Stored items:

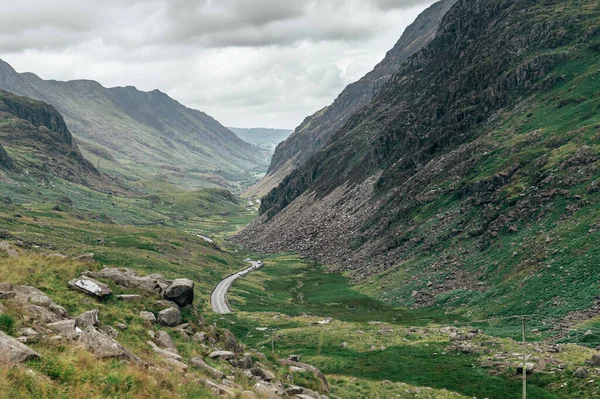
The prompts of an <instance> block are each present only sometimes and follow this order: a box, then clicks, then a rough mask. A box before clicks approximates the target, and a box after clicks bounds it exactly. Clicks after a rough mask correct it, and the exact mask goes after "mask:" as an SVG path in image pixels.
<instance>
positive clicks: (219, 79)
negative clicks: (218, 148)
mask: <svg viewBox="0 0 600 399" xmlns="http://www.w3.org/2000/svg"><path fill="white" fill-rule="evenodd" d="M432 2H433V0H432V1H419V0H409V1H392V0H294V1H287V0H128V1H127V2H124V1H122V0H53V1H52V2H48V1H47V0H20V1H18V2H16V1H15V2H12V3H8V2H6V4H3V9H2V13H1V14H0V58H2V59H5V60H6V61H7V62H9V63H10V64H12V65H13V67H15V68H16V69H17V70H19V71H32V72H34V73H36V74H37V75H39V76H40V77H42V78H44V79H59V80H69V79H82V78H86V79H94V80H98V81H99V82H100V83H102V84H103V85H105V86H109V87H110V86H126V85H134V86H137V87H138V88H140V89H141V90H148V91H150V90H153V89H156V88H158V89H160V90H161V91H163V92H166V93H168V94H169V95H171V96H172V97H174V98H175V99H177V100H179V101H180V102H182V103H184V104H186V105H187V106H190V107H193V108H197V109H200V110H202V111H205V112H207V113H209V114H210V115H212V116H214V117H215V118H217V119H218V120H219V121H220V122H222V123H224V124H226V125H236V126H247V127H251V126H253V125H254V126H258V125H261V126H270V127H280V128H294V127H295V126H297V124H298V123H299V122H301V121H302V120H303V119H304V118H305V117H306V116H307V115H309V114H312V113H314V112H315V111H317V110H318V109H320V108H322V107H323V106H325V105H328V104H330V103H331V102H332V101H333V99H334V98H335V97H336V96H337V95H338V94H339V93H340V92H341V90H342V89H343V87H344V86H345V85H347V84H349V83H351V82H352V81H353V80H355V79H357V78H359V77H360V76H362V75H364V74H365V73H366V72H368V71H369V70H370V69H371V68H372V67H373V66H374V65H375V64H376V63H377V62H378V61H380V60H381V58H382V57H383V55H384V54H385V52H386V51H387V50H389V49H390V48H391V47H392V46H393V45H394V43H395V42H396V41H397V40H398V38H399V37H400V35H401V33H402V31H403V29H404V27H406V26H407V25H408V24H409V23H411V22H412V21H413V20H414V18H415V17H416V15H417V14H418V12H419V11H420V10H422V9H423V8H425V6H427V5H429V4H431V3H432Z"/></svg>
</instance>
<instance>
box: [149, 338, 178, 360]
mask: <svg viewBox="0 0 600 399" xmlns="http://www.w3.org/2000/svg"><path fill="white" fill-rule="evenodd" d="M146 343H147V344H148V345H150V347H151V348H152V351H154V352H155V353H157V354H159V355H160V356H162V357H163V358H164V359H175V360H177V361H179V362H181V361H183V358H182V357H181V356H180V355H179V354H177V353H175V352H171V351H169V350H166V349H162V348H159V347H158V346H157V345H156V344H155V343H154V342H152V341H146Z"/></svg>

## Activity:
Print every line above exactly as given, but not the pictures.

## Written answer:
The prompts of an <instance> block are each present only sometimes and follow this order: a box, then clicks, then a rough mask. A box before clicks approximates the target, and a box after clicks bounds it exactly. Clicks after a rough mask correct it, and the exact mask goes after "mask:" as an SVG path in image pixels.
<instance>
positive clicks: (219, 79)
negative clicks: (218, 148)
mask: <svg viewBox="0 0 600 399" xmlns="http://www.w3.org/2000/svg"><path fill="white" fill-rule="evenodd" d="M432 2H433V0H432V1H419V0H409V1H392V0H294V1H287V0H128V1H127V2H124V1H122V0H53V1H52V2H48V1H47V0H20V1H18V2H16V1H15V2H12V3H8V2H6V4H3V9H2V13H1V14H0V58H2V59H5V60H6V61H7V62H9V63H10V64H12V65H13V67H15V68H16V69H17V70H19V71H32V72H34V73H36V74H37V75H39V76H40V77H42V78H44V79H59V80H69V79H82V78H86V79H94V80H98V81H99V82H100V83H102V84H103V85H105V86H109V87H110V86H126V85H134V86H137V87H138V88H140V89H141V90H148V91H150V90H153V89H156V88H158V89H160V90H161V91H163V92H166V93H168V94H169V95H171V96H172V97H174V98H175V99H177V100H179V101H180V102H182V103H184V104H186V105H187V106H190V107H193V108H197V109H200V110H202V111H205V112H207V113H209V114H210V115H212V116H214V117H215V118H217V119H218V120H219V121H220V122H222V123H224V124H226V125H236V126H247V127H251V126H253V125H254V126H258V125H261V126H270V127H280V128H294V127H295V126H297V124H298V123H299V122H301V121H302V120H303V119H304V118H305V117H306V116H307V115H309V114H312V113H314V112H315V111H317V110H318V109H320V108H322V107H323V106H325V105H328V104H330V103H331V102H332V101H333V99H334V98H335V97H336V96H337V95H338V94H339V93H340V92H341V90H342V89H343V87H344V86H345V85H347V84H349V83H351V82H352V81H353V80H355V79H357V78H359V77H360V76H362V75H364V74H365V73H366V72H368V71H369V70H370V69H371V68H372V67H373V66H374V65H375V64H376V63H377V62H378V61H380V60H381V58H382V57H383V55H384V54H385V52H386V51H387V50H389V49H390V48H391V47H392V46H393V45H394V43H395V42H396V41H397V40H398V38H399V37H400V35H401V33H402V31H403V29H404V27H406V26H407V25H408V24H409V23H411V22H412V21H413V20H414V18H415V17H416V15H417V14H418V12H419V11H420V10H422V9H423V8H425V6H427V5H429V4H431V3H432Z"/></svg>
</instance>
<instance>
box: [149, 338, 178, 360]
mask: <svg viewBox="0 0 600 399" xmlns="http://www.w3.org/2000/svg"><path fill="white" fill-rule="evenodd" d="M146 343H147V344H148V345H150V347H151V348H152V351H154V352H155V353H157V354H159V355H160V356H162V357H163V358H164V359H175V360H177V361H179V362H181V361H183V358H182V357H181V356H180V355H179V354H177V353H175V352H171V351H169V350H166V349H162V348H159V347H158V346H157V345H156V344H155V343H154V342H152V341H146Z"/></svg>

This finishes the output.